Exercise directions: Turn the records below into a JSON list of strings with one string per line, leaving out any blank lines.
:: Data for processing
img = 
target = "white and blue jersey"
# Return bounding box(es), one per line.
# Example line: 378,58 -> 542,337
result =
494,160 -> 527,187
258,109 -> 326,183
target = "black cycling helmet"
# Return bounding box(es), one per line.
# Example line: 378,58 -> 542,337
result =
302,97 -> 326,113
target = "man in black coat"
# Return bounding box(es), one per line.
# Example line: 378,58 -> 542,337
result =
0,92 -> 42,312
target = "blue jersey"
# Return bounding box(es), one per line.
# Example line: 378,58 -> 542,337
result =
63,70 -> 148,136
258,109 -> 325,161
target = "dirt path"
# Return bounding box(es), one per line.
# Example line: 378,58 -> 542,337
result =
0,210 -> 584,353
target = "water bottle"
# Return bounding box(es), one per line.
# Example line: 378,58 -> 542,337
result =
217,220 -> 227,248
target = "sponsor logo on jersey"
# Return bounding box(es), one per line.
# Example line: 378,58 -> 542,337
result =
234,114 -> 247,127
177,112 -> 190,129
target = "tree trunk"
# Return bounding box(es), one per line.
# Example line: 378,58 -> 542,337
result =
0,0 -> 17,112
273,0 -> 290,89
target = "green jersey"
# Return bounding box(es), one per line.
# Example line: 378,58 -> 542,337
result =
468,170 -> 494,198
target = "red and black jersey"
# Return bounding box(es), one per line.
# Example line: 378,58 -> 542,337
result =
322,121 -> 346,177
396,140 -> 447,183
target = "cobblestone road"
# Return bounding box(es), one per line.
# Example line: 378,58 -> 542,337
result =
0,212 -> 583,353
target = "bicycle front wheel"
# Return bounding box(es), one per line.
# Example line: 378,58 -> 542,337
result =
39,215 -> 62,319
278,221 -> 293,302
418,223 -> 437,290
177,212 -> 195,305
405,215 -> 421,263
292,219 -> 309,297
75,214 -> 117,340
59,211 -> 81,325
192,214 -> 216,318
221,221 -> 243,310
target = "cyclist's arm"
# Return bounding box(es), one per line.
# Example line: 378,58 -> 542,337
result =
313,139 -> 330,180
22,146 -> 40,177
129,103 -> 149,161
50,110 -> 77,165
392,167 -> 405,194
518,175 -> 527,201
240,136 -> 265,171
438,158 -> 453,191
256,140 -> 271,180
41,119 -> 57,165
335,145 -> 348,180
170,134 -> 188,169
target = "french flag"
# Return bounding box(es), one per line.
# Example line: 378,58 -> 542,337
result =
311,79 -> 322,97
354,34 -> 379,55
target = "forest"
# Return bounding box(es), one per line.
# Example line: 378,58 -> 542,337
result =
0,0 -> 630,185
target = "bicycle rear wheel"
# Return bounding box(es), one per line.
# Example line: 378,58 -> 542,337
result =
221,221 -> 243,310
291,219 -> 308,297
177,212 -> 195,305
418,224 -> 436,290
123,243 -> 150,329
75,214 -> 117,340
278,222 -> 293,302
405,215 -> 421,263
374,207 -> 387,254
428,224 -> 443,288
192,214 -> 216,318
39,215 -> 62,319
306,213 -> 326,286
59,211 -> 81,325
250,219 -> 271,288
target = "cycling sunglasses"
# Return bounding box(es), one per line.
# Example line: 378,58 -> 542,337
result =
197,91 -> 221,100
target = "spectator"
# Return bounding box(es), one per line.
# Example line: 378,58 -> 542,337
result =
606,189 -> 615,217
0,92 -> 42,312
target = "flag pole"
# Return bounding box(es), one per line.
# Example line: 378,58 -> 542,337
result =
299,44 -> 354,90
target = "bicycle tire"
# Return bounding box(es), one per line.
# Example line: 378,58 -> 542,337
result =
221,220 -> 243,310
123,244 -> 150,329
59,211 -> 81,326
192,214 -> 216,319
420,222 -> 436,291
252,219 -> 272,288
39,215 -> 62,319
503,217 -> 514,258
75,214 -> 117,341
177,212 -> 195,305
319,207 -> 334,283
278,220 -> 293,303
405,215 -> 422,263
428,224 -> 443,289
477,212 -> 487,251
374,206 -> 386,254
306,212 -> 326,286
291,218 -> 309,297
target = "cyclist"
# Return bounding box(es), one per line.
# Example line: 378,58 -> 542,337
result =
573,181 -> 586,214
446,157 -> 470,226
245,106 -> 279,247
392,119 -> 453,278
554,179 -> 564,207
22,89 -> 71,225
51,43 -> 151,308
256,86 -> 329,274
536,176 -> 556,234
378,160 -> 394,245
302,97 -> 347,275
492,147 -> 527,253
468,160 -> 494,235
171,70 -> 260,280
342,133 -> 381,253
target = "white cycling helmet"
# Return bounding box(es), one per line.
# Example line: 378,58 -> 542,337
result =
::::
Answer to this exercise:
[
  "img = ",
  "target = \"white and blue jersey\"",
  "# Return bounding box(es), one per line.",
  "# Example line: 378,58 -> 542,337",
  "result =",
  "494,160 -> 527,187",
  "258,109 -> 326,183",
  "target = \"black cycling helmet\"",
  "# Return bounding box(es), one per line.",
  "# Example line: 378,58 -> 542,337",
  "result =",
  "302,97 -> 326,113",
  "target = \"man in black coat\"",
  "# Return bounding box(es), one per line.",
  "# Example line: 378,58 -> 542,337",
  "result =",
  "0,92 -> 42,312",
  "target = \"blue jersey\"",
  "# Return bounding box(es), one per line.",
  "# Example line: 378,58 -> 542,337",
  "result =",
  "63,70 -> 148,136",
  "258,109 -> 325,161",
  "target = \"dirt path\"",
  "# Return bounding box(es), one per line.",
  "# Example line: 378,58 -> 542,337",
  "result =",
  "0,210 -> 584,353",
  "target = \"water bottle\"",
  "# Return bounding box(es), one per line.",
  "# Example line: 378,58 -> 542,337",
  "result =",
  "217,220 -> 227,248",
  "target = \"sponsor logo on jersey\"",
  "# Return bounding box(es), one per line.",
  "# Example line: 378,58 -> 542,337",
  "result =",
  "234,114 -> 247,127",
  "177,112 -> 190,129",
  "target = \"tree trunk\"",
  "# Return bounding box(es), one per line.",
  "# Example line: 378,58 -> 542,337",
  "result =",
  "0,0 -> 17,112",
  "273,0 -> 290,89",
  "target = \"green jersey\"",
  "# Return bounding box(es), one per line.",
  "# Example line: 378,58 -> 542,337",
  "result =",
  "468,170 -> 494,198",
  "target = \"red and black jersey\"",
  "# Return bounding box(es), one per line.",
  "# Example line: 378,58 -> 542,337",
  "result =",
  "322,121 -> 346,177",
  "396,140 -> 447,183",
  "target = \"cobblestone road\"",
  "# Return bounding box(es), one per line.",
  "# Example line: 378,58 -> 542,337",
  "result =",
  "0,212 -> 583,353",
  "target = \"bicycle front wheel\"",
  "# Return bounding box(es), one per line.",
  "# Example line: 378,58 -> 542,337",
  "result =",
  "39,215 -> 62,319",
  "278,221 -> 293,302",
  "418,223 -> 437,290",
  "177,212 -> 195,305",
  "405,215 -> 421,263",
  "292,219 -> 309,297",
  "75,214 -> 117,340",
  "59,211 -> 81,325",
  "192,214 -> 216,318",
  "221,221 -> 243,310",
  "target = \"cyclist's arm\"",
  "# Return bounding box(es), one per line.",
  "# Example line: 378,58 -> 542,337",
  "result =",
  "313,139 -> 330,180",
  "22,146 -> 40,177",
  "129,103 -> 149,161",
  "50,110 -> 77,165",
  "392,167 -> 405,194",
  "518,175 -> 527,201",
  "240,136 -> 265,171",
  "438,158 -> 453,191",
  "256,140 -> 271,180",
  "41,119 -> 57,165",
  "335,145 -> 348,180",
  "170,134 -> 188,169",
  "target = \"french flag\"",
  "# Return bounding box(es), one per line.",
  "# Example line: 378,58 -> 542,337",
  "result =",
  "311,79 -> 322,97",
  "354,34 -> 379,55",
  "target = \"forest\"",
  "# Return bounding box(es), one per line.",
  "# Example line: 378,58 -> 542,337",
  "result =",
  "0,0 -> 630,185",
  "target = \"bicycle rear wheel\"",
  "# Return bounding box(es), one per line.",
  "# Example line: 378,58 -> 542,337",
  "result =",
  "221,221 -> 243,310",
  "291,219 -> 308,297",
  "177,212 -> 195,305",
  "418,224 -> 436,290",
  "123,243 -> 150,329",
  "75,214 -> 117,340",
  "278,222 -> 293,302",
  "405,215 -> 421,263",
  "374,207 -> 387,254",
  "428,224 -> 443,288",
  "192,214 -> 216,318",
  "39,215 -> 62,319",
  "306,213 -> 326,286",
  "59,211 -> 81,325",
  "250,219 -> 271,288",
  "target = \"cycling sunglasses\"",
  "# Return bounding box(es), one per line.",
  "# Example line: 378,58 -> 542,337",
  "result =",
  "197,91 -> 221,100",
  "target = \"spectator\"",
  "# Return bounding box(es), one per line.",
  "# Example line: 378,58 -> 542,337",
  "result =",
  "606,189 -> 615,217",
  "0,92 -> 42,312",
  "target = \"flag pole\"",
  "# Return bounding box(es), one per line.",
  "# Example line: 378,58 -> 542,337",
  "result =",
  "299,44 -> 354,90",
  "target = \"bicycle tire\"",
  "# Return bounding box(es), one per line.",
  "# Example line: 378,58 -> 542,337",
  "result =",
  "221,220 -> 243,310",
  "123,244 -> 150,329",
  "59,211 -> 81,326",
  "192,214 -> 216,319",
  "420,222 -> 436,291",
  "252,219 -> 272,288",
  "39,215 -> 62,319",
  "503,217 -> 514,258",
  "75,214 -> 117,341",
  "177,212 -> 195,305",
  "319,207 -> 334,283",
  "278,220 -> 293,303",
  "405,215 -> 422,263",
  "428,224 -> 443,289",
  "477,212 -> 487,251",
  "374,206 -> 386,254",
  "306,212 -> 326,286",
  "291,218 -> 309,297",
  "target = \"cyclist\"",
  "# Return bounding box(es), one per line.",
  "# Example line: 378,58 -> 542,337",
  "result =",
  "573,181 -> 586,214",
  "446,157 -> 470,226",
  "245,106 -> 279,247",
  "392,119 -> 453,278",
  "554,179 -> 564,207",
  "22,89 -> 71,225",
  "51,43 -> 151,308",
  "256,86 -> 329,274",
  "536,176 -> 556,234",
  "378,160 -> 394,245",
  "302,97 -> 347,275",
  "492,147 -> 527,253",
  "468,160 -> 494,235",
  "171,70 -> 260,280",
  "342,133 -> 381,253",
  "target = \"white cycling helmet\"",
  "# Return bounding box(es), one per line.",
  "# Example line: 378,58 -> 542,337",
  "result ="
]